## start RECORDED INFORMATION

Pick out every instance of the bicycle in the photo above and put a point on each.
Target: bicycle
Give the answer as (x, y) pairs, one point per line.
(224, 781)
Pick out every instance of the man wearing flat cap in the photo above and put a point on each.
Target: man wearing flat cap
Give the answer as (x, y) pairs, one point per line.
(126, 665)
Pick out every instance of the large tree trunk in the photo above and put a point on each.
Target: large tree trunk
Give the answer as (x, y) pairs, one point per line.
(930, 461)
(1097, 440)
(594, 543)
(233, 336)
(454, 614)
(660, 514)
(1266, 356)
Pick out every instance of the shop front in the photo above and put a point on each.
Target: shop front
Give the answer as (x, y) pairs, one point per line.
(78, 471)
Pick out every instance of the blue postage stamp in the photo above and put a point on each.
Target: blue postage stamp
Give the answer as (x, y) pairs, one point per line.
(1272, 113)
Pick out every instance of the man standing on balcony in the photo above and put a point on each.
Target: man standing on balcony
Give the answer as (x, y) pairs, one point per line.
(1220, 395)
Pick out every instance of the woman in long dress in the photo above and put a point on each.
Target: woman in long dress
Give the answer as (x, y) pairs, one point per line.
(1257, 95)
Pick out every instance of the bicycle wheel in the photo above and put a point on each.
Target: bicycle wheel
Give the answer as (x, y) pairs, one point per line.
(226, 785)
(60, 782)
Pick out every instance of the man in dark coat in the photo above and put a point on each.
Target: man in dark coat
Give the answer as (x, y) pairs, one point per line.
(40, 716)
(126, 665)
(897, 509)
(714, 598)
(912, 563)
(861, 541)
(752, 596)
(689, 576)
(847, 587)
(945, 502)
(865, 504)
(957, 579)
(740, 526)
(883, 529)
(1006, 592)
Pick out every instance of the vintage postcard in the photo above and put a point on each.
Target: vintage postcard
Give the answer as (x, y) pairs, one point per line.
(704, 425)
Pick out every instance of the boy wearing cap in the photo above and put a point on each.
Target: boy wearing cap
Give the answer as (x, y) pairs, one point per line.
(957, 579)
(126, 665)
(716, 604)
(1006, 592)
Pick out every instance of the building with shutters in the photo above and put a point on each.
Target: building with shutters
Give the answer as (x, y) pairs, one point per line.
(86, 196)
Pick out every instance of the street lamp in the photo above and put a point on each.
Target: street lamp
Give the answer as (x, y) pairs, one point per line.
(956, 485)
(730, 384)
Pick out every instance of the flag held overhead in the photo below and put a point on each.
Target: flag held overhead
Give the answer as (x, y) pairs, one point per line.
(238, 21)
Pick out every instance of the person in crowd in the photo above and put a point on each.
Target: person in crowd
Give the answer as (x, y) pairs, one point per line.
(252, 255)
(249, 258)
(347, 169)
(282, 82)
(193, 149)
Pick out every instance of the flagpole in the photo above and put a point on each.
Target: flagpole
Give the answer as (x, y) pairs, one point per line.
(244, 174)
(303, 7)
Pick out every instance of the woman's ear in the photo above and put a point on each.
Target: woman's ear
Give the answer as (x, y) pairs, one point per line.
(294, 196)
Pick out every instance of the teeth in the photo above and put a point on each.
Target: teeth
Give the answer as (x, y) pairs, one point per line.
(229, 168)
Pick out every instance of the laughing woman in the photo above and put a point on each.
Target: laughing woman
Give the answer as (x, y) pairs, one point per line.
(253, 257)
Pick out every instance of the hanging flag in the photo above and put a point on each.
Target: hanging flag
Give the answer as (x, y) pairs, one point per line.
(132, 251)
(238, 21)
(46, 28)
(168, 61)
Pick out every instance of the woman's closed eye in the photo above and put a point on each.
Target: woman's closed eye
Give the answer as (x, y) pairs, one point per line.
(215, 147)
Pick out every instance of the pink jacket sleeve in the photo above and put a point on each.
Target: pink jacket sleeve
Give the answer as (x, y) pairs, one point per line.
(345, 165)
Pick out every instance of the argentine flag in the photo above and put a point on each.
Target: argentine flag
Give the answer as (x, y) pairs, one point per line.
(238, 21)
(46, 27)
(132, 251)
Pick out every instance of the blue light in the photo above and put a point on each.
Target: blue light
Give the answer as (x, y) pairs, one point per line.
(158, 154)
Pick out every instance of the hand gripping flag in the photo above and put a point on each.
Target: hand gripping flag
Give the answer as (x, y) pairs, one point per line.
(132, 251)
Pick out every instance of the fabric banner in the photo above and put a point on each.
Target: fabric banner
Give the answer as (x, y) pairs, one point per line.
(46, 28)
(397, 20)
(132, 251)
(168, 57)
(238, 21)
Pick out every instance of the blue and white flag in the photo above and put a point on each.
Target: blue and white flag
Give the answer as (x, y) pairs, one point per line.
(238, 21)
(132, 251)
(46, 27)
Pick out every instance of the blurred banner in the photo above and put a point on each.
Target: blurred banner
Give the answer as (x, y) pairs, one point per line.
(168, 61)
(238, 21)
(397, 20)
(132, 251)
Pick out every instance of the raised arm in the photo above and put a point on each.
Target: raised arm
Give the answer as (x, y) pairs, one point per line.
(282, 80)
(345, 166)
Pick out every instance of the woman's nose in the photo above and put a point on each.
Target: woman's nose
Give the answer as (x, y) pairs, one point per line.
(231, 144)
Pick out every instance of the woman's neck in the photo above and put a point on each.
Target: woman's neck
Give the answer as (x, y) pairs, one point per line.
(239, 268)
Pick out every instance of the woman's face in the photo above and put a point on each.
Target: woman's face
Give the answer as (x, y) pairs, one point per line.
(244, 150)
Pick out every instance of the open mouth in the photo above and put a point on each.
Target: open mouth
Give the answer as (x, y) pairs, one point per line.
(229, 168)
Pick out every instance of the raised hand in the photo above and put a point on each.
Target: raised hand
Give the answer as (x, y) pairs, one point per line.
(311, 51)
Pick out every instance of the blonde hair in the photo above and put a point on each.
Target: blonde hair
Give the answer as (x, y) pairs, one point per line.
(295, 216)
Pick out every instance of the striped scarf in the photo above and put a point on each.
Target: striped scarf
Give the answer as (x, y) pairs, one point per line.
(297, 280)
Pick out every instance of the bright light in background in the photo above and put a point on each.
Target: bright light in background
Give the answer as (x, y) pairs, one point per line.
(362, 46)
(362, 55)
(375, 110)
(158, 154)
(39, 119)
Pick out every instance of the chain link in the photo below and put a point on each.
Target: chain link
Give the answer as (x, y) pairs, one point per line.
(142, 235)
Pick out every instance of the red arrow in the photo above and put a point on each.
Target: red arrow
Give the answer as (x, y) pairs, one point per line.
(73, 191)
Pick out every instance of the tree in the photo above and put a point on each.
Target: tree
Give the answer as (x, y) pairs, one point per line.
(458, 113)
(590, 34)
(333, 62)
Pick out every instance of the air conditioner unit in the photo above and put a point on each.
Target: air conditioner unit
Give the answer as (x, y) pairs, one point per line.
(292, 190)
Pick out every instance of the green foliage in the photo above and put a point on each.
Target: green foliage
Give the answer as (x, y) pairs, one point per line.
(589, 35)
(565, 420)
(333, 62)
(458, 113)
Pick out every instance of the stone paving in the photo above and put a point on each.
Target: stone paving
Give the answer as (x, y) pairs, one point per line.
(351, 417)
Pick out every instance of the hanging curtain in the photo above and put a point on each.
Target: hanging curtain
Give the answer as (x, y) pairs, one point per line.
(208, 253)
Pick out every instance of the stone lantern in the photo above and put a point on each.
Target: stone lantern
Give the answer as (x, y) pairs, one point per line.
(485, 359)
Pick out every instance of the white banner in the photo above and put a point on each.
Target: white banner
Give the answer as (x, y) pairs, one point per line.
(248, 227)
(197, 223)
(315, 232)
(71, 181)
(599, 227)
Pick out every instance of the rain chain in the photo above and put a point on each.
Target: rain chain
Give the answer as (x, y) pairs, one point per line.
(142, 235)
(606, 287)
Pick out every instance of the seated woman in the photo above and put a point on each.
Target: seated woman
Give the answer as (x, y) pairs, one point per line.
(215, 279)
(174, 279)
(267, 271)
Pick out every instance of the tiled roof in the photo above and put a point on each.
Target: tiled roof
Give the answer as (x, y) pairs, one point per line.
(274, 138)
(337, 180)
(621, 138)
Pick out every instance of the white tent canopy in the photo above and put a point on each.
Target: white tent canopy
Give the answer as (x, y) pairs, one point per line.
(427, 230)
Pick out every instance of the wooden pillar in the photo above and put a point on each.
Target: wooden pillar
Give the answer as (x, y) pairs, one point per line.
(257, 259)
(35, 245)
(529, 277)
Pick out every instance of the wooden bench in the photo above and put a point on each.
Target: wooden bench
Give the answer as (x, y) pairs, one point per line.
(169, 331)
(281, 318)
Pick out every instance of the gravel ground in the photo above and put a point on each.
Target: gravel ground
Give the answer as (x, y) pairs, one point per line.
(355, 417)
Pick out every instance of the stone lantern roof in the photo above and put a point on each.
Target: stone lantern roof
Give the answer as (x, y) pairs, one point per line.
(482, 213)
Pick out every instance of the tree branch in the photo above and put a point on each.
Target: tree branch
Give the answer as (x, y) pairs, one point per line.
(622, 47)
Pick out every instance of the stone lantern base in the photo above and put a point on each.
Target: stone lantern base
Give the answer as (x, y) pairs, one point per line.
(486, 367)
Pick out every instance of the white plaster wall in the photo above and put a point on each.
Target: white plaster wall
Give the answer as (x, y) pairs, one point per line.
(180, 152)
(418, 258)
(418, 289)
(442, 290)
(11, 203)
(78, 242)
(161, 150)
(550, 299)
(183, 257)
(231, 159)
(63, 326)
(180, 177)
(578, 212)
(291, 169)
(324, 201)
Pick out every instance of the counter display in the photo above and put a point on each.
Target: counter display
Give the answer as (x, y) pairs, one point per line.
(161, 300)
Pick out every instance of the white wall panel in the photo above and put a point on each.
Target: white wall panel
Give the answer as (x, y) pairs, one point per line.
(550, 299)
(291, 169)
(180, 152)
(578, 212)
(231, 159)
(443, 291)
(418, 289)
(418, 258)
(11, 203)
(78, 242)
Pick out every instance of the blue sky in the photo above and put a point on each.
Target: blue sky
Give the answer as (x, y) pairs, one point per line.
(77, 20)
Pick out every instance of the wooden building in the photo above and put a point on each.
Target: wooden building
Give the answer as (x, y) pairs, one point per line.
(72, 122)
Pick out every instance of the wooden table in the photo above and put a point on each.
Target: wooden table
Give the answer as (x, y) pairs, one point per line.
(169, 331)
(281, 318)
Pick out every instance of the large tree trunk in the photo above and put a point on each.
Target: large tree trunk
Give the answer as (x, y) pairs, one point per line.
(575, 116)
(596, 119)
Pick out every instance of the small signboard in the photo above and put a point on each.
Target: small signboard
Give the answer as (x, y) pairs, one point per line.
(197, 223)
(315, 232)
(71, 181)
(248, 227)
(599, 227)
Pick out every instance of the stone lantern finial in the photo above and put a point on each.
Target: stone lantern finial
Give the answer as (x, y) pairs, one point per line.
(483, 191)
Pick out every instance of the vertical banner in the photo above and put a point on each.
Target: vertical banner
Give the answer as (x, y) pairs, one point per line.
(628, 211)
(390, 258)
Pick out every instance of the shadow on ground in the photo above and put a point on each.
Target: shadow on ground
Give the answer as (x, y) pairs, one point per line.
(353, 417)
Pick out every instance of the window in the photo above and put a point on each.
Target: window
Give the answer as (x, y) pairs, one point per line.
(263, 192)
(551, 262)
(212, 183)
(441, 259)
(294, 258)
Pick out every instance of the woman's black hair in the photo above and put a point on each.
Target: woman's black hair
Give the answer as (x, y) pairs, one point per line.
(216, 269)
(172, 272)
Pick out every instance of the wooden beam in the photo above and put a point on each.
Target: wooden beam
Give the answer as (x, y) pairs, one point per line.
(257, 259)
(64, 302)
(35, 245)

## end RECORDED INFORMATION

WHAT IS REQUIRED -
Starting from the line containing "Pick out every instance of the shadow" and ending with the final line of the data, reproduce each line exactly as it appears, including no other lines.

CORRECT OUTPUT -
Pick out every instance of the shadow on ground in the photo above and put a point on each.
Target: shadow on ground
Give the answer as (x, y) pairs, one point per line.
(353, 417)
Pick out every instance of the window in the photo above and put a point on each.
Target: window
Give the answer as (x, y) pairs, one point per line.
(263, 192)
(551, 262)
(212, 183)
(441, 259)
(294, 258)
Pick out every instance of the woman's black hair in the photo above and put a point on each.
Target: woman's black hair
Give the answer as (x, y) pairs, one point per line.
(216, 269)
(172, 272)
Pick out every instance of the wooden beam in the photo above and put a point on each.
Target: wooden beam
Give the answer as (x, y) pairs, one point per line.
(257, 259)
(64, 302)
(35, 245)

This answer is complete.